Output, with no changes, the span of lines that opens with the line containing "Class, locate every instance of the windshield in" and closes with the last line.

─── EXERCISE MATERIAL ───

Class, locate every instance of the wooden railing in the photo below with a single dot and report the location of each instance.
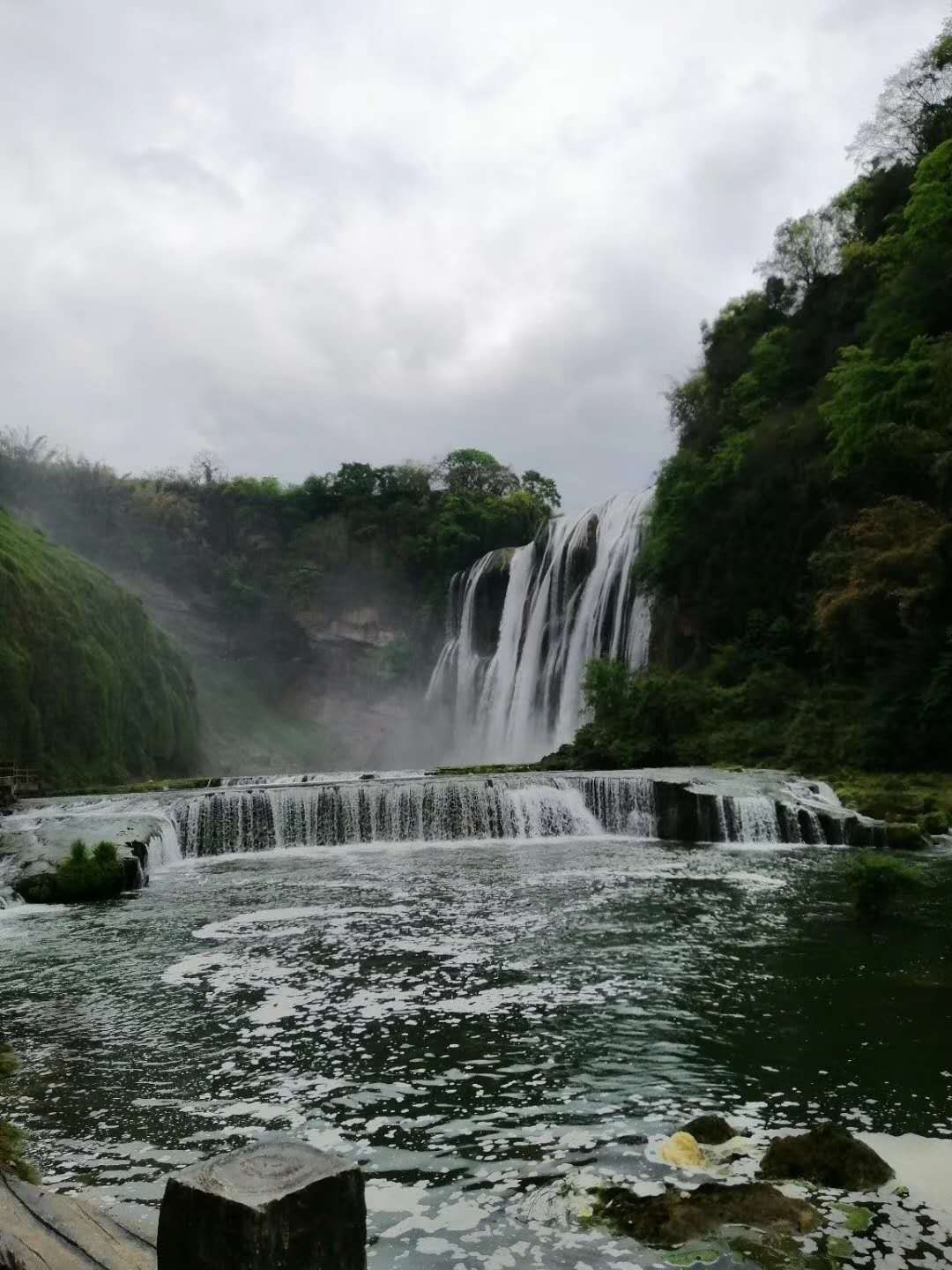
(17, 778)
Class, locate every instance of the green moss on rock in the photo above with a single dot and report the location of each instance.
(89, 689)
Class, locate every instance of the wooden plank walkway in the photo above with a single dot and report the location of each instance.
(43, 1231)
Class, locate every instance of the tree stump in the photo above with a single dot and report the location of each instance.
(277, 1204)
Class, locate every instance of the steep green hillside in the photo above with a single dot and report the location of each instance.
(89, 689)
(800, 550)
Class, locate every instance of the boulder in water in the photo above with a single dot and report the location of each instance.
(712, 1131)
(682, 1151)
(829, 1156)
(675, 1217)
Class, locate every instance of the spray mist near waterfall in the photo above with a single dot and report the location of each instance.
(524, 623)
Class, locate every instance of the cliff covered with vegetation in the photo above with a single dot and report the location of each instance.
(89, 689)
(800, 549)
(310, 614)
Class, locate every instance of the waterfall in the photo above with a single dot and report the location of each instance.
(524, 623)
(248, 818)
(678, 804)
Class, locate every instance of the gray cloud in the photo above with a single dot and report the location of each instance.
(303, 233)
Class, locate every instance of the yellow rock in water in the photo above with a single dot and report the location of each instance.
(683, 1151)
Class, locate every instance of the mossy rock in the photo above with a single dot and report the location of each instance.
(905, 836)
(933, 823)
(778, 1252)
(829, 1156)
(710, 1131)
(675, 1217)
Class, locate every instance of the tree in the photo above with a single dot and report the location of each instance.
(544, 489)
(914, 112)
(475, 471)
(804, 249)
(206, 469)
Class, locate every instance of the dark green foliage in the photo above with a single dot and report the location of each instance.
(81, 878)
(800, 548)
(89, 689)
(262, 554)
(880, 879)
(84, 877)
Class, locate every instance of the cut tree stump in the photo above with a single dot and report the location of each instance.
(277, 1204)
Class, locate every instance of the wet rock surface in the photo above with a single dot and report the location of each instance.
(829, 1156)
(675, 1217)
(710, 1131)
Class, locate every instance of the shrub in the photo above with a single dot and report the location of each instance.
(83, 877)
(879, 879)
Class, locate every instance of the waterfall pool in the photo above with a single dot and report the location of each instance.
(480, 1024)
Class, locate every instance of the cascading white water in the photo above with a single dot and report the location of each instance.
(569, 597)
(414, 811)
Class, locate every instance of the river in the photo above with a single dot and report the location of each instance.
(472, 1021)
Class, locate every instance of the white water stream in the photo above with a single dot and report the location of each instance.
(569, 598)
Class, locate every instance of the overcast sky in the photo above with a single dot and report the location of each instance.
(305, 231)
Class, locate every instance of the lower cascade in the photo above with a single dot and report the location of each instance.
(524, 623)
(688, 805)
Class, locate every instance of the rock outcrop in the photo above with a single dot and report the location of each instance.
(829, 1156)
(675, 1217)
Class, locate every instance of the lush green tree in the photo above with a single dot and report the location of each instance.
(914, 111)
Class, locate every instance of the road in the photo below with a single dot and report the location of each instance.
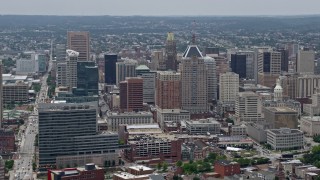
(23, 165)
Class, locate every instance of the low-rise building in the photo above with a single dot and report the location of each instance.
(226, 168)
(114, 119)
(285, 138)
(310, 125)
(281, 117)
(257, 132)
(203, 126)
(174, 115)
(89, 172)
(153, 146)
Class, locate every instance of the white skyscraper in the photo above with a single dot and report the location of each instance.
(72, 59)
(229, 88)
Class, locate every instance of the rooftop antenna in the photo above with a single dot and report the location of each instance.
(193, 33)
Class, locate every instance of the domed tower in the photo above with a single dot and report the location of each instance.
(277, 92)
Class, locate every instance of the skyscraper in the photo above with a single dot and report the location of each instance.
(239, 65)
(110, 61)
(131, 94)
(72, 59)
(168, 87)
(229, 88)
(269, 67)
(171, 53)
(68, 132)
(125, 69)
(87, 78)
(194, 86)
(305, 61)
(149, 78)
(1, 94)
(211, 77)
(80, 42)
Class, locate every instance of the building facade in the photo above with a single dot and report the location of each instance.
(168, 86)
(285, 139)
(80, 42)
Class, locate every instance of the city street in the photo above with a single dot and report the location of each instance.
(23, 165)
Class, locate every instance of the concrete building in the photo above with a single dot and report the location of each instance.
(72, 60)
(281, 117)
(115, 119)
(257, 131)
(149, 84)
(248, 107)
(124, 69)
(285, 139)
(15, 92)
(194, 82)
(171, 53)
(305, 61)
(172, 115)
(156, 147)
(61, 74)
(80, 42)
(60, 52)
(168, 86)
(110, 74)
(88, 172)
(269, 67)
(211, 78)
(1, 93)
(226, 168)
(229, 88)
(72, 130)
(310, 125)
(131, 94)
(203, 126)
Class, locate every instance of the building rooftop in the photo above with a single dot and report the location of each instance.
(280, 109)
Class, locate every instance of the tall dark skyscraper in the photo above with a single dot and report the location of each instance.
(238, 65)
(284, 59)
(110, 68)
(171, 53)
(87, 78)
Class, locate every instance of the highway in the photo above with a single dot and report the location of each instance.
(23, 165)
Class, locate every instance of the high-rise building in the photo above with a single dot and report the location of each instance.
(60, 52)
(87, 78)
(80, 42)
(149, 83)
(131, 94)
(269, 67)
(211, 77)
(171, 53)
(305, 61)
(61, 74)
(284, 60)
(239, 65)
(248, 107)
(72, 59)
(194, 82)
(110, 61)
(158, 60)
(1, 94)
(229, 88)
(125, 69)
(168, 88)
(68, 132)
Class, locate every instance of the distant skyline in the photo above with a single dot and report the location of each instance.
(160, 7)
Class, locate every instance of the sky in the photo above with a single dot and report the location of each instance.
(160, 7)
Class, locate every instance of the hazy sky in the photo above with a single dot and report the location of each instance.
(160, 7)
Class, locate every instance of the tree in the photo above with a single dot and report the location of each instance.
(164, 166)
(179, 163)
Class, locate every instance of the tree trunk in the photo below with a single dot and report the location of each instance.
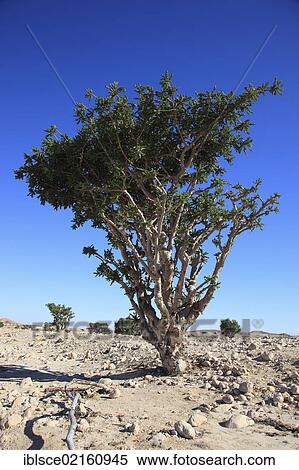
(171, 349)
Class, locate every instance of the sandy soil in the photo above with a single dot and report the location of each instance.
(126, 403)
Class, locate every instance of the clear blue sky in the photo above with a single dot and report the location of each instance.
(93, 43)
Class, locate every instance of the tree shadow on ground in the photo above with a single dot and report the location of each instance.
(133, 374)
(16, 373)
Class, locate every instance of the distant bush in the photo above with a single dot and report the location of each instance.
(229, 327)
(127, 326)
(61, 314)
(99, 327)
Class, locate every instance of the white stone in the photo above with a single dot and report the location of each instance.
(197, 419)
(238, 422)
(184, 429)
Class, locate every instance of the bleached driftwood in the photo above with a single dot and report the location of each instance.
(73, 421)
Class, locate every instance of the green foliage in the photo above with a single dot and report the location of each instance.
(229, 327)
(99, 327)
(127, 326)
(61, 314)
(151, 173)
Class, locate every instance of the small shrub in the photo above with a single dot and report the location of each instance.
(127, 326)
(61, 314)
(99, 327)
(229, 327)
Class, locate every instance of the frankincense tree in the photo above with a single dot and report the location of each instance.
(150, 172)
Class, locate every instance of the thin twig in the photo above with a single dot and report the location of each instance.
(73, 421)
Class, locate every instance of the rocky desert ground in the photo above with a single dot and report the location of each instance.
(240, 393)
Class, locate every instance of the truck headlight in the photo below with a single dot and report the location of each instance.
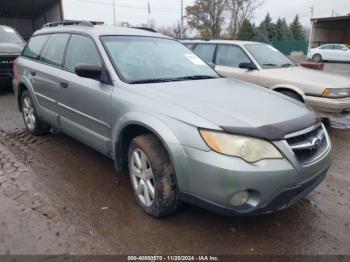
(336, 92)
(248, 148)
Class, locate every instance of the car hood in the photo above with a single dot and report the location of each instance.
(306, 78)
(225, 103)
(10, 49)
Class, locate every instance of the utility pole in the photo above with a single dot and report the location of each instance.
(149, 15)
(114, 15)
(312, 12)
(311, 39)
(182, 19)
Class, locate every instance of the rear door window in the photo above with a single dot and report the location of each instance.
(35, 46)
(81, 50)
(205, 51)
(54, 50)
(231, 55)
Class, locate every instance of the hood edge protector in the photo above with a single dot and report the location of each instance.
(276, 131)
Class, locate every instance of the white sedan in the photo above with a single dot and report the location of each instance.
(330, 52)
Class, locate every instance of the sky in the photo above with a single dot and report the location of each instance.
(168, 12)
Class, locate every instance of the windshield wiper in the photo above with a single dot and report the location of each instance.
(287, 65)
(270, 65)
(195, 77)
(153, 80)
(162, 80)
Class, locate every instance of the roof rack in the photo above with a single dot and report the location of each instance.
(73, 22)
(144, 28)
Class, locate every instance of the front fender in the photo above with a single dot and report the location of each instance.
(165, 135)
(291, 87)
(26, 82)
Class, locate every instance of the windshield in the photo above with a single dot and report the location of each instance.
(8, 35)
(269, 57)
(149, 59)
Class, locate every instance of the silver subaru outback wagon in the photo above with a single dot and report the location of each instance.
(184, 133)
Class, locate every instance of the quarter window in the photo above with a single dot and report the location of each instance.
(34, 46)
(231, 55)
(81, 50)
(205, 51)
(54, 49)
(327, 47)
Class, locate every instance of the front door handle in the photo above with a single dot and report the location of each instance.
(64, 84)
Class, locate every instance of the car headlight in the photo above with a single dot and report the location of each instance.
(248, 148)
(336, 93)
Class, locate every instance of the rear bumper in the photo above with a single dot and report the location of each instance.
(329, 106)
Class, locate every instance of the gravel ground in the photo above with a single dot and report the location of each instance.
(58, 196)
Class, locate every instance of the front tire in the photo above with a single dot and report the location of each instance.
(317, 58)
(152, 176)
(30, 117)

───

SOLUTION BELOW >>
Class, locate every instance of the windshield in the photo above with a single dot and report the location of each instance.
(8, 35)
(269, 57)
(149, 59)
Class, locate every instance of the silver subaru outback wagon in the photo above with a single dot and report the location of each instance.
(184, 133)
Class, locate every instance of the quarter window in the photo above with a single dot and report the location of each instance.
(34, 46)
(231, 55)
(81, 50)
(205, 51)
(54, 49)
(327, 47)
Class, locate every instance of the front door handle in the photo above with a single dot and report the location of each instance.
(64, 84)
Class, locate every instance of the car headlight in the photo above with a single dot and report the location of each instance.
(248, 148)
(336, 93)
Class, locate every instance of the rear bumper in the photo above with a single dot and report the location of each instance.
(329, 106)
Class, locate every instance of the gravel ground in the photo above with a single dot and report the location of each instance.
(58, 196)
Class, locate every instance of the front tire in the photo above with a single dot and report the location of each instance.
(317, 58)
(152, 176)
(30, 117)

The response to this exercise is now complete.